> [WHAT TO PRODUCE]: When the word "prompts" shows up in a line of the data below, copy that whole line.

Saved data entries:
▽

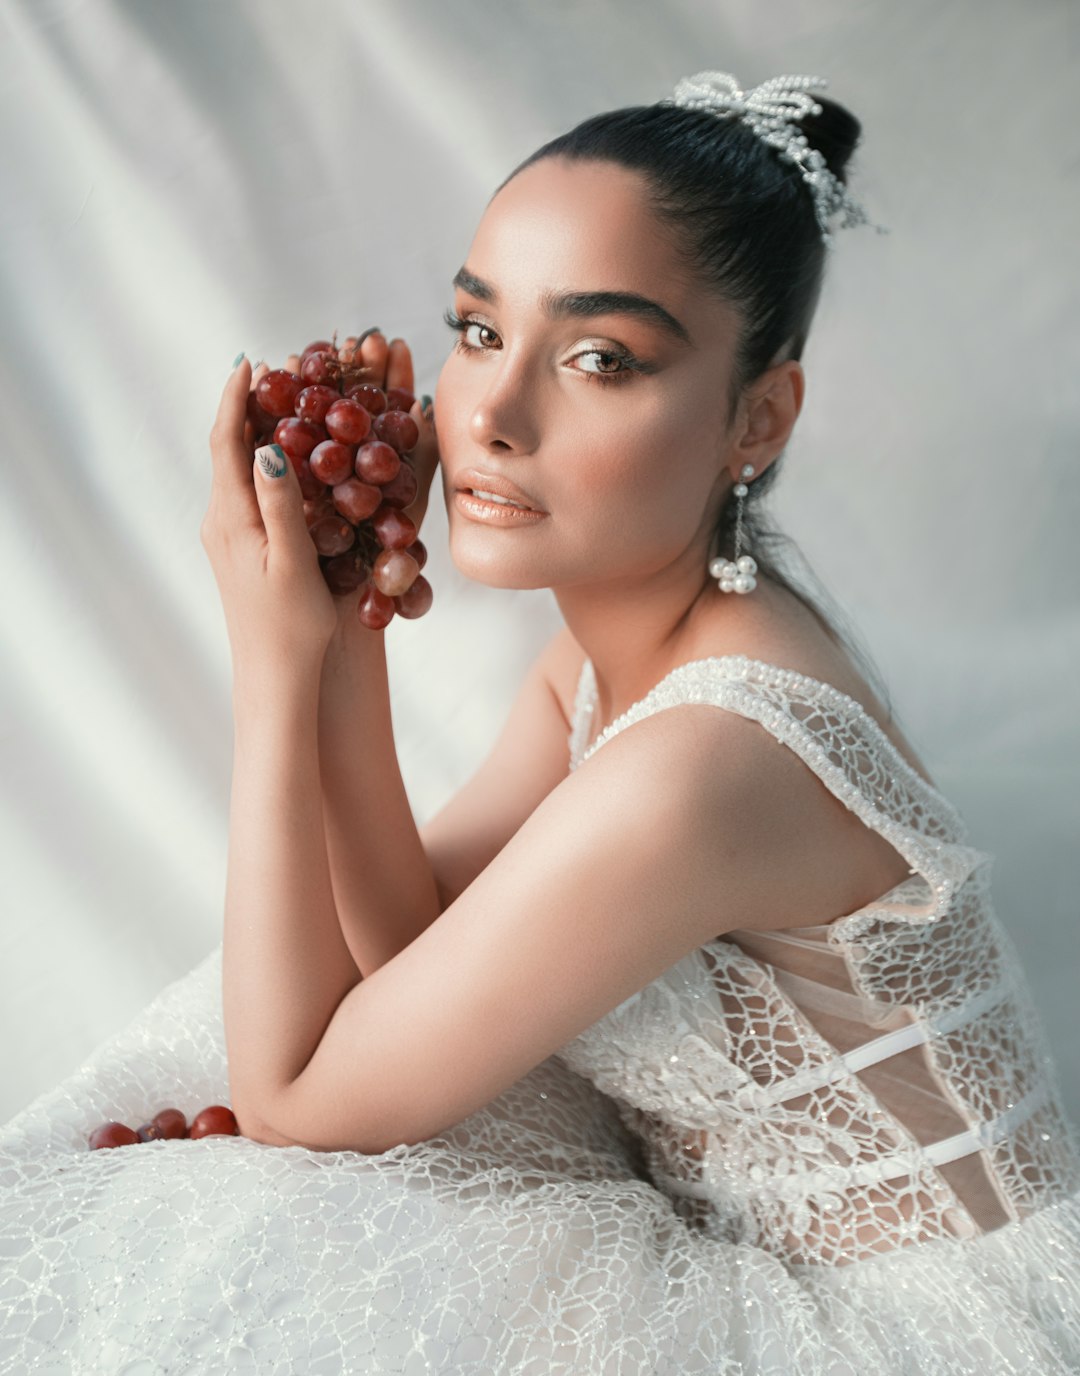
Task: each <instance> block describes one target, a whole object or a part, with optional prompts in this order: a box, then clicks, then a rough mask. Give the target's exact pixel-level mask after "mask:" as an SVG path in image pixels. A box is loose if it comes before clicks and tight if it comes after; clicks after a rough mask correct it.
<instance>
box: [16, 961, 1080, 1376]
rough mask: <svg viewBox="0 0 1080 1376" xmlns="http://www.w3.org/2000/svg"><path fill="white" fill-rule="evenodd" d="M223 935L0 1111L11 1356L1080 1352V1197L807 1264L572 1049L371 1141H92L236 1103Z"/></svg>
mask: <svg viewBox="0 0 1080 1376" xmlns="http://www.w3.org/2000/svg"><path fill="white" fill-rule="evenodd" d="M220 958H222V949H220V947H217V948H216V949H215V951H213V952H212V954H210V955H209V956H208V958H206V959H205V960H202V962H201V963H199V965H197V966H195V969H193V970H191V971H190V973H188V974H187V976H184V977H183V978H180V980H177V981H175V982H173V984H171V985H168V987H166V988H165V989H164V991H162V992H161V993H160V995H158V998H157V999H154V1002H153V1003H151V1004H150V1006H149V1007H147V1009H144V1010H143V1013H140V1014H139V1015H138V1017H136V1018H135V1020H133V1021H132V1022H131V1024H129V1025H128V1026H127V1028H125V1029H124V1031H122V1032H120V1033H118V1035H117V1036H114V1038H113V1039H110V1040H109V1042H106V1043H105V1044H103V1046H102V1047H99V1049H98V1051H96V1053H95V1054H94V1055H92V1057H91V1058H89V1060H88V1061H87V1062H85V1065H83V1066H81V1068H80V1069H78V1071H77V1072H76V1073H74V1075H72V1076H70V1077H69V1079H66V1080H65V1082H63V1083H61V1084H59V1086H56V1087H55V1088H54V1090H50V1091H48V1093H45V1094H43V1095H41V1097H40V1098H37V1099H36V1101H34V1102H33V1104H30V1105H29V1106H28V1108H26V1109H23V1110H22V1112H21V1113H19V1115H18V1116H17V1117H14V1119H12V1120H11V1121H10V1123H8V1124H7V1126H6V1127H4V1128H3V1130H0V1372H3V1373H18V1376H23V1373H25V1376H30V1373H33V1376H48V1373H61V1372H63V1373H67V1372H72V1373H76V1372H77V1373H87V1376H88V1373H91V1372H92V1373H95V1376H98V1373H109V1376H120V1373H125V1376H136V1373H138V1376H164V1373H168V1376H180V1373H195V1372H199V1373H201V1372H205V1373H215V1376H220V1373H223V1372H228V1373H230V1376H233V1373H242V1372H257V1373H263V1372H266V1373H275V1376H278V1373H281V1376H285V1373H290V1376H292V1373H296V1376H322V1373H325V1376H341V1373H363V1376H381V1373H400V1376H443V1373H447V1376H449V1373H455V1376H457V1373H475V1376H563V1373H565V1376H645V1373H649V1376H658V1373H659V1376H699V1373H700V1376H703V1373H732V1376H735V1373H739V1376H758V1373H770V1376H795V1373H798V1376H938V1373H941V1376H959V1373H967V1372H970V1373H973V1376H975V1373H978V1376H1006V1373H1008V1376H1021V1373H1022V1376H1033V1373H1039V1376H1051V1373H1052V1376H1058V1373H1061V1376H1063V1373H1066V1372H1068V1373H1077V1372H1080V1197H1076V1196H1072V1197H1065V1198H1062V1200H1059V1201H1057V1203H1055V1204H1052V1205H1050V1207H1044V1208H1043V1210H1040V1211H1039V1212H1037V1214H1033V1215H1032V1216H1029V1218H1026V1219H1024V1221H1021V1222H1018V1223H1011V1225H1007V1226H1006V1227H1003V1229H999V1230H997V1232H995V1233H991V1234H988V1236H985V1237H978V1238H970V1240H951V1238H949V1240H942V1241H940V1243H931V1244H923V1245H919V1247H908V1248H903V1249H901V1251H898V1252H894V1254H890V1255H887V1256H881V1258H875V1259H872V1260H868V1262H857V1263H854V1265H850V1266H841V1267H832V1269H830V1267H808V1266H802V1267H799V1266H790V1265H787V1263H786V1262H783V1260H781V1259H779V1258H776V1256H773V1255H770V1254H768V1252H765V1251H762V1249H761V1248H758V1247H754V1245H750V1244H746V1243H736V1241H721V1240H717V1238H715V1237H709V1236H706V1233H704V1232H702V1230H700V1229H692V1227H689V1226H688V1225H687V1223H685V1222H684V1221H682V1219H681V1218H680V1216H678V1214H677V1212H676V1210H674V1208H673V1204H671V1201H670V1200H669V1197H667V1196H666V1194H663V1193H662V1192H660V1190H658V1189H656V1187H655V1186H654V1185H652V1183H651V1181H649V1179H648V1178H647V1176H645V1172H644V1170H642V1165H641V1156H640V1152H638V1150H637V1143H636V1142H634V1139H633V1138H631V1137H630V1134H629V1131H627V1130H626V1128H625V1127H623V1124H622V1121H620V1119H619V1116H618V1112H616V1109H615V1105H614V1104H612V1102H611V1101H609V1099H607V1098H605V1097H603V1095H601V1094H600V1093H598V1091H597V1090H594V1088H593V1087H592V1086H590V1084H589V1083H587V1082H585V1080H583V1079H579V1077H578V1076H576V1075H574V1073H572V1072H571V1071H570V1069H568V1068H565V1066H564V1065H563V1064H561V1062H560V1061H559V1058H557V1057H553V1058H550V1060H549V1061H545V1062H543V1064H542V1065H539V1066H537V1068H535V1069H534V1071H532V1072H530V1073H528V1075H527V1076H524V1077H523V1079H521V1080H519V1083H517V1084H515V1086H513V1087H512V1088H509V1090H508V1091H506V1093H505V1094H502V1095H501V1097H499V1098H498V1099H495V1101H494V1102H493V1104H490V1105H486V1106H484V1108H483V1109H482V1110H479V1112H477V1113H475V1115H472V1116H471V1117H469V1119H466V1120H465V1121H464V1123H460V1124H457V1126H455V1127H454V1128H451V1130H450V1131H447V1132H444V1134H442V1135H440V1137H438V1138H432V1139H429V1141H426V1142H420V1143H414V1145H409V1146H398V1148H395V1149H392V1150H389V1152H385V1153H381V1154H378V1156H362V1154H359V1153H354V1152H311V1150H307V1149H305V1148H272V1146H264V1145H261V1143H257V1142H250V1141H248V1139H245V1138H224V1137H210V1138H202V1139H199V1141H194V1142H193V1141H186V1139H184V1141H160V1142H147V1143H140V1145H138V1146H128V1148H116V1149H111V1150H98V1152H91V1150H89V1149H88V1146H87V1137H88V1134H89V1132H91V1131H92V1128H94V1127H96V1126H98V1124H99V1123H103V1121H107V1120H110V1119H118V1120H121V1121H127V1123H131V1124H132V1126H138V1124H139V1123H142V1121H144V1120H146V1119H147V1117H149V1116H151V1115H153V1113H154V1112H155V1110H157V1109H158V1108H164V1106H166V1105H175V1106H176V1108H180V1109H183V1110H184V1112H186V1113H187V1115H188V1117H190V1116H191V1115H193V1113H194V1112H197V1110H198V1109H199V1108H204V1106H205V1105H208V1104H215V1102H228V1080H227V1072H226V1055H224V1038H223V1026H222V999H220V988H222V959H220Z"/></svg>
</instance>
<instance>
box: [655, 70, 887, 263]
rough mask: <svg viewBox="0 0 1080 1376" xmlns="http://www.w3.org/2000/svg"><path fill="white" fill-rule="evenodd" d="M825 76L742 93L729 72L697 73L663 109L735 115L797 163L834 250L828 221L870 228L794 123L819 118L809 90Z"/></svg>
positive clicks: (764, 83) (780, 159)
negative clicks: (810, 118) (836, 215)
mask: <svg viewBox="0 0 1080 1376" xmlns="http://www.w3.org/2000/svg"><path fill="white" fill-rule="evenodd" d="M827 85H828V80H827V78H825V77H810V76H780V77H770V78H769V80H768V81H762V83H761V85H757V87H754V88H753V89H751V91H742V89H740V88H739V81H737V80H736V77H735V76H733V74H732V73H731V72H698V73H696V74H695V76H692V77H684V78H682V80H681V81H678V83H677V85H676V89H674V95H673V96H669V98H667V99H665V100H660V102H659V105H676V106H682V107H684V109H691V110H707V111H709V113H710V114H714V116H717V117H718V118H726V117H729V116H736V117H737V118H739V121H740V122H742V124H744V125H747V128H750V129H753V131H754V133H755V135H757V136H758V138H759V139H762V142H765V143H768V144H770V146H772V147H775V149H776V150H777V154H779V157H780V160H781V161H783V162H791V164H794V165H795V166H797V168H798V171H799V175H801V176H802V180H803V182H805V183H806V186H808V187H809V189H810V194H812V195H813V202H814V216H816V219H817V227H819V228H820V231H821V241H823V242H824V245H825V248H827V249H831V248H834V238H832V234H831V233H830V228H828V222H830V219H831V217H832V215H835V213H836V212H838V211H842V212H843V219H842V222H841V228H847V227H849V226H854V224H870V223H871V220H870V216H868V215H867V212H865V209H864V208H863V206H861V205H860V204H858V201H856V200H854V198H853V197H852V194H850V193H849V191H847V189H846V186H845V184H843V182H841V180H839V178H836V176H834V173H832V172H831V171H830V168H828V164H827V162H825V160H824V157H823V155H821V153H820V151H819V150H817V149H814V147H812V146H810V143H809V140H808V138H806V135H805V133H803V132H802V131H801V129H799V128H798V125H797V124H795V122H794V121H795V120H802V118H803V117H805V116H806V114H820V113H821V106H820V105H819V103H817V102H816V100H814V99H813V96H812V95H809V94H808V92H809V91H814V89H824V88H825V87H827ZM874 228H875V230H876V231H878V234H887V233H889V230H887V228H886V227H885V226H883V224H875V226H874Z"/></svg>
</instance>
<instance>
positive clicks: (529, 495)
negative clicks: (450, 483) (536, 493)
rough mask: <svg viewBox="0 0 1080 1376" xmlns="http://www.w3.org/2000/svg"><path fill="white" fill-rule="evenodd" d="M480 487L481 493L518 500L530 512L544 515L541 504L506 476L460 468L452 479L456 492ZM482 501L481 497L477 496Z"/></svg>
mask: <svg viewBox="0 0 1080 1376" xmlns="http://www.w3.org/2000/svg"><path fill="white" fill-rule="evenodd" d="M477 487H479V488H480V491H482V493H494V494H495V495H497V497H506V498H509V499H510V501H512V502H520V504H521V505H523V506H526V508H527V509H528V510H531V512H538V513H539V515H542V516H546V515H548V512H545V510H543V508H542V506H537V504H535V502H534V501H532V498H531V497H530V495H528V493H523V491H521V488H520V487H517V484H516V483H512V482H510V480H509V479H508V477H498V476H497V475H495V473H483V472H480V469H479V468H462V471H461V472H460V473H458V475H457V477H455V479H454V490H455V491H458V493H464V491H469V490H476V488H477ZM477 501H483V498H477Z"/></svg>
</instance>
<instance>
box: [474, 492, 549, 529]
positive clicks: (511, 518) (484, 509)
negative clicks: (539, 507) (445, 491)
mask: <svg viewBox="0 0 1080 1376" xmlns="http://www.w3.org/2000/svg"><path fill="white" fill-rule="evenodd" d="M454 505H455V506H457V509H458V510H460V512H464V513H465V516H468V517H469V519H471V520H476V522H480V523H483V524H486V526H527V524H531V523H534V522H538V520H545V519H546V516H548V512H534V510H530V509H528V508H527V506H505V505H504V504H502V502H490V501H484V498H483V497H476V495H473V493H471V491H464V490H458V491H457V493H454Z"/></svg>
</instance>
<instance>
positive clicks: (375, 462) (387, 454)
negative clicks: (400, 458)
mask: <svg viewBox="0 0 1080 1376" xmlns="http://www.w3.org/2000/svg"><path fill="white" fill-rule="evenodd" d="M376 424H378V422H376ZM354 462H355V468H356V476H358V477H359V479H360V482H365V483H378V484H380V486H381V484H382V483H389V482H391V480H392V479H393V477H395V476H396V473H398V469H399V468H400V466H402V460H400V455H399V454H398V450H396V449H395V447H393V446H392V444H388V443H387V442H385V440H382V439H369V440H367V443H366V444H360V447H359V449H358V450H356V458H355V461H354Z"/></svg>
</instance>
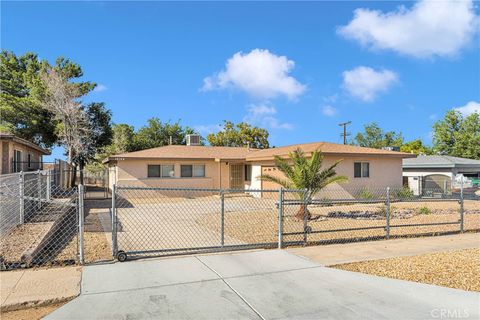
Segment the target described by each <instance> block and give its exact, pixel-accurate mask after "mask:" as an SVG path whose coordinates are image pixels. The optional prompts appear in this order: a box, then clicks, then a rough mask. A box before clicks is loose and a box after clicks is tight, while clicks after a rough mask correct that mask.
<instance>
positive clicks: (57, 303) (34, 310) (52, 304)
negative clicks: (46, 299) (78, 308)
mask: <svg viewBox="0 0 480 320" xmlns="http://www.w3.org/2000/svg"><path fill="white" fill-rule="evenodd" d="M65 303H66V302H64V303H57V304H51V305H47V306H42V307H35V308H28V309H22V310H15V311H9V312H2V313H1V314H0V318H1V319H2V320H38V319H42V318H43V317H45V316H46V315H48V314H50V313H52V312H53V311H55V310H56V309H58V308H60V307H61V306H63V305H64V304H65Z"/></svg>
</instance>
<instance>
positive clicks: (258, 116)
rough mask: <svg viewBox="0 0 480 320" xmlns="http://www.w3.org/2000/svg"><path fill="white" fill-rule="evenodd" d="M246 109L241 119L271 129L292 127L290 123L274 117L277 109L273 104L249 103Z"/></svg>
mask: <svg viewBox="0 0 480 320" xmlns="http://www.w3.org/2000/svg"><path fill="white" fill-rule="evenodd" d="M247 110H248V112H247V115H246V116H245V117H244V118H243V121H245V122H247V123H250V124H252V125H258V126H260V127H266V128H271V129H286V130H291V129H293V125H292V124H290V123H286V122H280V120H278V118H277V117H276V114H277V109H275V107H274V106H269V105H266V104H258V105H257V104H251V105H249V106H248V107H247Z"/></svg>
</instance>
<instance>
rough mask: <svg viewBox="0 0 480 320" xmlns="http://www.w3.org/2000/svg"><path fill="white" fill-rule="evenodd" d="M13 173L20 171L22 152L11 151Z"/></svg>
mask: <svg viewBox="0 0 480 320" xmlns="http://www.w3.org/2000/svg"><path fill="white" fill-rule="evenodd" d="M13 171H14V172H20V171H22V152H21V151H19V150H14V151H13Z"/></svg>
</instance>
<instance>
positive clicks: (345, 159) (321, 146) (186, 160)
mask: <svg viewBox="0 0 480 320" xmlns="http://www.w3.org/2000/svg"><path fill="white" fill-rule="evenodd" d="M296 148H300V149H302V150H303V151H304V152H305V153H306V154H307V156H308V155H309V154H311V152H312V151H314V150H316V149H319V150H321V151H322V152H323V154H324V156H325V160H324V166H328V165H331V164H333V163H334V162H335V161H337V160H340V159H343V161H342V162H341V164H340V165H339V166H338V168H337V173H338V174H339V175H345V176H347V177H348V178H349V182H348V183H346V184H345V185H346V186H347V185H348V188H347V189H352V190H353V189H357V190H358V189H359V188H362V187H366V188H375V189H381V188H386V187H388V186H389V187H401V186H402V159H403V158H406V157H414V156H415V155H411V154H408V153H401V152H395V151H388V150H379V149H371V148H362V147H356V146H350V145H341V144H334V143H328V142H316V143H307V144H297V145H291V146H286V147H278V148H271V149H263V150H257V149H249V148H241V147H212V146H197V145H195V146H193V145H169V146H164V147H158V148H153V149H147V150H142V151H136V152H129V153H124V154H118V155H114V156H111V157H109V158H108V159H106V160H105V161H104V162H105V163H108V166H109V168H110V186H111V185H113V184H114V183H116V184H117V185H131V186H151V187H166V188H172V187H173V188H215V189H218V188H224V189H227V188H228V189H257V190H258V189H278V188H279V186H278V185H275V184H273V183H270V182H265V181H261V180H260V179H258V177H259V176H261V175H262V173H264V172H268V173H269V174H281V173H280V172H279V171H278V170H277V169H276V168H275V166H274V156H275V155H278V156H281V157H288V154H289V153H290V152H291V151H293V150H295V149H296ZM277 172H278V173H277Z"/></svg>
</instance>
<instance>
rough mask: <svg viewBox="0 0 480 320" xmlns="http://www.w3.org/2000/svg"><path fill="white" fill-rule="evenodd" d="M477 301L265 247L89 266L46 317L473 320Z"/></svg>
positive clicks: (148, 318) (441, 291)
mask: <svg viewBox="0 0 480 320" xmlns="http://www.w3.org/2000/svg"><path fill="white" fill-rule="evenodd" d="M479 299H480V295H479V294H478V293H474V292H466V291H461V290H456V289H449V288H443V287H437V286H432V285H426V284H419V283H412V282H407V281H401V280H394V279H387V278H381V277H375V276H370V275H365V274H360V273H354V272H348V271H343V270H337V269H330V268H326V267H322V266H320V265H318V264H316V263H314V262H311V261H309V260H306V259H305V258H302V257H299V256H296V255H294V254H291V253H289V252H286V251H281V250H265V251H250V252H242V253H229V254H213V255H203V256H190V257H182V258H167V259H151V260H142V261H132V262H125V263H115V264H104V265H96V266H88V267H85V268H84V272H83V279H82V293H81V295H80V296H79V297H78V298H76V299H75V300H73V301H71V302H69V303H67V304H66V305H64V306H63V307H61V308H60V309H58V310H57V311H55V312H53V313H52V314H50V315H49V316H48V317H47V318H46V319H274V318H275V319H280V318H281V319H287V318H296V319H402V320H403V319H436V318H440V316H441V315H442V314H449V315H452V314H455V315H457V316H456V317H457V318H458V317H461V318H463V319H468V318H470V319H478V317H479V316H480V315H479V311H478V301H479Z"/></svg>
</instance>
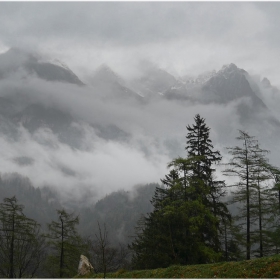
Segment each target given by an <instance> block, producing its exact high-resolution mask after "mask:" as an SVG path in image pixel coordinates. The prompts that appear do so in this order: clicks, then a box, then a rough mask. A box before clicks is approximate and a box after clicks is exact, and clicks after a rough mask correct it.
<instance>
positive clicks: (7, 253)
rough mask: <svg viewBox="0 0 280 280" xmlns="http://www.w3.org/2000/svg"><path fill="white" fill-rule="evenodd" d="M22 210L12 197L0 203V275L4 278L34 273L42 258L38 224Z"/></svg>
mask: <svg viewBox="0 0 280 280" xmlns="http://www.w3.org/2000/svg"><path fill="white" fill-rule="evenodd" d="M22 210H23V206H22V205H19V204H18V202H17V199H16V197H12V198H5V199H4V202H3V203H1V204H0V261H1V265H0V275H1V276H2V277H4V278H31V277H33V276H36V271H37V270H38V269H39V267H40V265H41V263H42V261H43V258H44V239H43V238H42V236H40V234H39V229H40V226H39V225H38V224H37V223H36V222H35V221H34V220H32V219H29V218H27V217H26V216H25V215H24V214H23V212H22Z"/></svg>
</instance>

△

> [EXERCISE OUTPUT]:
Task: each <instance> block describes one target, a whole object or a part, with optional prompts in this order: a box, then clicks, then a rough mask. Give the target's exact pixel-level mask after "mask:" as an SVG path in image pixels. A box is loose if it comes before clicks and tight if it comes after; clicks after a rough mask correct it.
Segment the target described by each <instance> block and give its exact, pixel-accurate mask after "mask:" as an SVG path whose coordinates are image pixels. The optional prompts appear in this order: a box, then clicks, then a rough mask. A box before clicks is loose and a box after clicks is tight, while clicks after a rough mask correct that mask.
Segment each target given by an <instance> block, producing its exact high-resolution mask after "mask:" as an SVG path in image pixel coordinates. The prompts that appear do so in this order: clicks, then a box, then a rough mask. A box before clicks is approximate and a box after clicks is exact, and clicks after a rough mask correct it.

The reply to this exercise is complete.